* [WORKING DATA]:
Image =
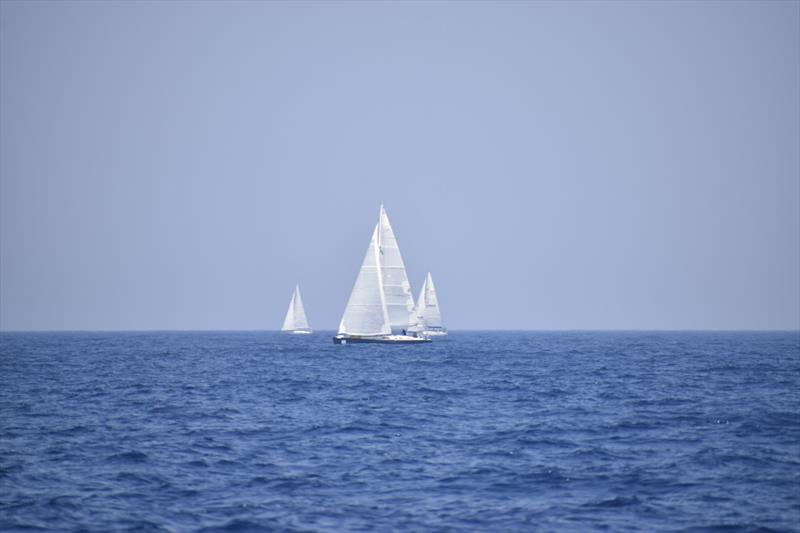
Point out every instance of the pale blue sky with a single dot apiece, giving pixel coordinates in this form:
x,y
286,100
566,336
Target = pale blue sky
---
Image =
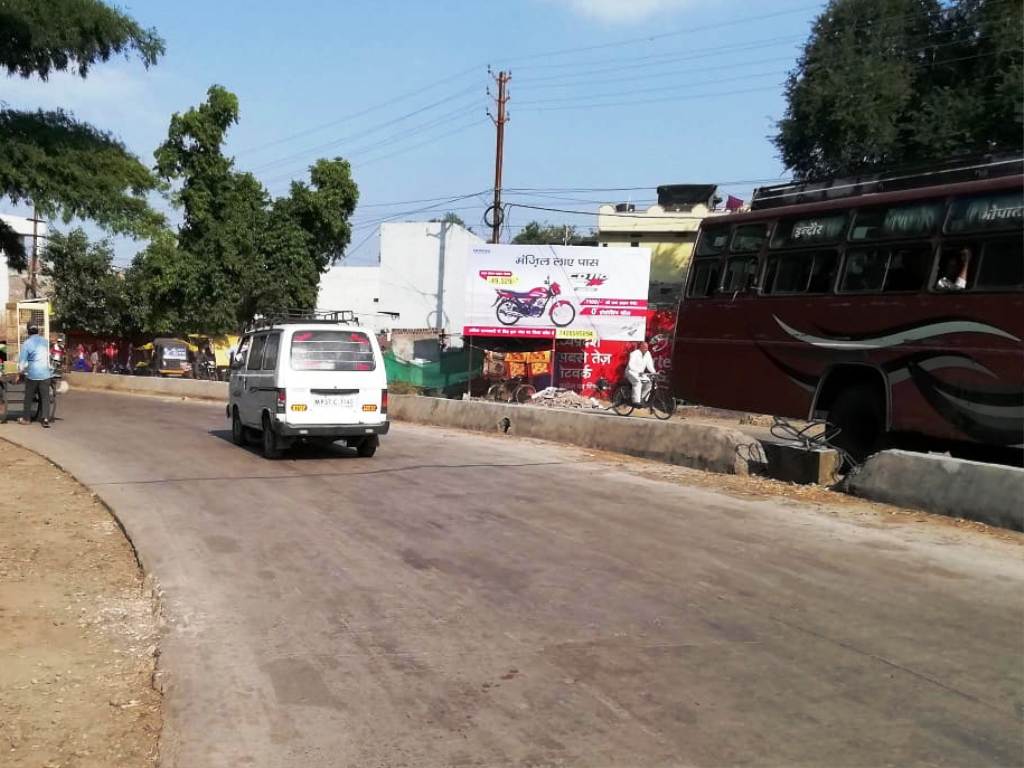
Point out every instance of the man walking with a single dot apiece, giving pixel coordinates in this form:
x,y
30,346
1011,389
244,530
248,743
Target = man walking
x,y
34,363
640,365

* [TASK INSTRUCTIONS]:
How many lines in the rows above contain the string "this" with matching case? Reply with the number only.

* [RESPONSE]:
2